Document passage
————————

Don’t pretend you don’t know what I mean, because I know that you know: You live in Brentwood? North or south of San Vicente? North or south of Sunset? East or west of Barrington? The Palisades? Riviera or Huntington? Which part of Rustic Canyon? North or south of Montana? Yoga? Which studio? Which instructor? The big room or the small?

The bad news is, the 424 area code is going to add a lot of time to this Westside catechism. Because 424 can mean, apparently, anything -- from a light-filled Spanish hacienda on Amalfi to a poky apartment in Hawthorne with cottage-cheese ceilings. Snobbery, like real estate, is all about location. But the 424 won’t tell anyone anything about the price of your house, whether you have a Waterworks toilet seat or if you drive a Prius.

So here’s the deal. As I mentioned, I have five 310 telephone numbers. So to those hapless, status-crazed, insecure, grasping 310bies who make the mistake of getting a new cellphone or installing a new land line and are about to be doomed to the nonspecific connotations of the 424, I am offering at least four of my numbers for sale, once the “overlay” overlays us. It’s possible that I’ll even sell my final, precious, fifth 310 number, if the price is right.

————————

Short problem
Answer these questions using the passage on the 424 area code:
1. How many 310 telephone numbers does the writer have?
2. What two homes illustrate the range of what 424 can mean?
3. At least how many of the writer's numbers are offered for sale?

Items from a labeling collection:
————————

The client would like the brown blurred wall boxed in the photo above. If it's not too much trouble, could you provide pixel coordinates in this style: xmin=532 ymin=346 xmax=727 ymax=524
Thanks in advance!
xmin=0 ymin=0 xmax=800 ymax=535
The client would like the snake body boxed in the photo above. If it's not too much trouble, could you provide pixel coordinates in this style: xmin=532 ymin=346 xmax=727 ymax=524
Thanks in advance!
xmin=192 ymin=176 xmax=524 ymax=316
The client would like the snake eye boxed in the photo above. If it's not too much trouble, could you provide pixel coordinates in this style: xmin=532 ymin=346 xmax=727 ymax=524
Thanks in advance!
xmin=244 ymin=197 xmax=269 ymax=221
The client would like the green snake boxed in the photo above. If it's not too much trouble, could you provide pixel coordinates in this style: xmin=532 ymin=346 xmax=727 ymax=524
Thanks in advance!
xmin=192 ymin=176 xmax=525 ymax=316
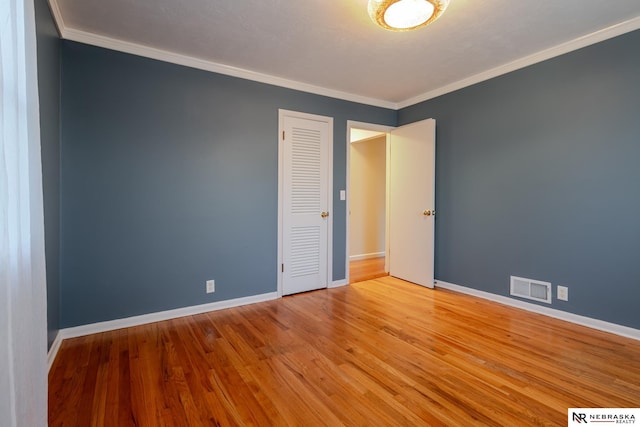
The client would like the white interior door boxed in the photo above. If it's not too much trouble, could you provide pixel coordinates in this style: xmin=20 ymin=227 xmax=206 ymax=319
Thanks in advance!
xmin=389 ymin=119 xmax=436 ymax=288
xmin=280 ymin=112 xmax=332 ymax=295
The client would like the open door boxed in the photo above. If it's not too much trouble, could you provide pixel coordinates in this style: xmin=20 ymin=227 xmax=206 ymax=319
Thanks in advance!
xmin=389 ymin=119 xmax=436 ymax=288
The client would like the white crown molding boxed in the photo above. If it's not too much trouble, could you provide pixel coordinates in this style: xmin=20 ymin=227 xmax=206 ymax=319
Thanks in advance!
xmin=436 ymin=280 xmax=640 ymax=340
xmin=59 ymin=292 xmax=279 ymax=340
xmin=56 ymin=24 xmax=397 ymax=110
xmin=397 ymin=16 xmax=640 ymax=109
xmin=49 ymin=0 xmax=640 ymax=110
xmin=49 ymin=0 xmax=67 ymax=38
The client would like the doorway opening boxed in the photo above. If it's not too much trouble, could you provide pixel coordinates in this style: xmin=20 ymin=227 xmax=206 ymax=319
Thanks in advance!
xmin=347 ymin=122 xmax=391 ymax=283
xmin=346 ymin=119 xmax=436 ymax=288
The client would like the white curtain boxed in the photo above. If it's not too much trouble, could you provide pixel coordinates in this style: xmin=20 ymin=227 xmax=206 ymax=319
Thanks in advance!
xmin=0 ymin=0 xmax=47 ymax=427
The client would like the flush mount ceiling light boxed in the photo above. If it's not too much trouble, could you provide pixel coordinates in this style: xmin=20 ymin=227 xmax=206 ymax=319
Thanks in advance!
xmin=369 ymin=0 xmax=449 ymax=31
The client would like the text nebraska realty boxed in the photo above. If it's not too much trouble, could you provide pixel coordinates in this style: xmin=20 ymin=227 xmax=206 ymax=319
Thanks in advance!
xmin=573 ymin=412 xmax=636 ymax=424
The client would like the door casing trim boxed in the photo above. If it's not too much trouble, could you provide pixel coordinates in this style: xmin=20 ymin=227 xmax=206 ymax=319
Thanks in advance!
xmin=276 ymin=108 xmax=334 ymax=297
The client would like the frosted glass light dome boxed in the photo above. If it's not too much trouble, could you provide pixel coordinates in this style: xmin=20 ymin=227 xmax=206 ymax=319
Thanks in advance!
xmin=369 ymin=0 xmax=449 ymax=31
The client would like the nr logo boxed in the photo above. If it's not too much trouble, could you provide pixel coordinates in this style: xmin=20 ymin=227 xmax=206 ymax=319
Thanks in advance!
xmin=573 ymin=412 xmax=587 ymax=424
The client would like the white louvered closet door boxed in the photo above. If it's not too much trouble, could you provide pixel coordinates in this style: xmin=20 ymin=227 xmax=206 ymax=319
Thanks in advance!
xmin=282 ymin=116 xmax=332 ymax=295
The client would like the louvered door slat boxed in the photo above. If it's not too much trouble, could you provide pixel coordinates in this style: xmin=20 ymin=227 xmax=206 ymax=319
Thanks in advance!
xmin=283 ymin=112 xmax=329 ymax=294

————————

Exercise solution
1. Five.
2. A light-filled Spanish hacienda on Amalfi and a poky apartment in Hawthorne with cottage-cheese ceilings.
3. At least four.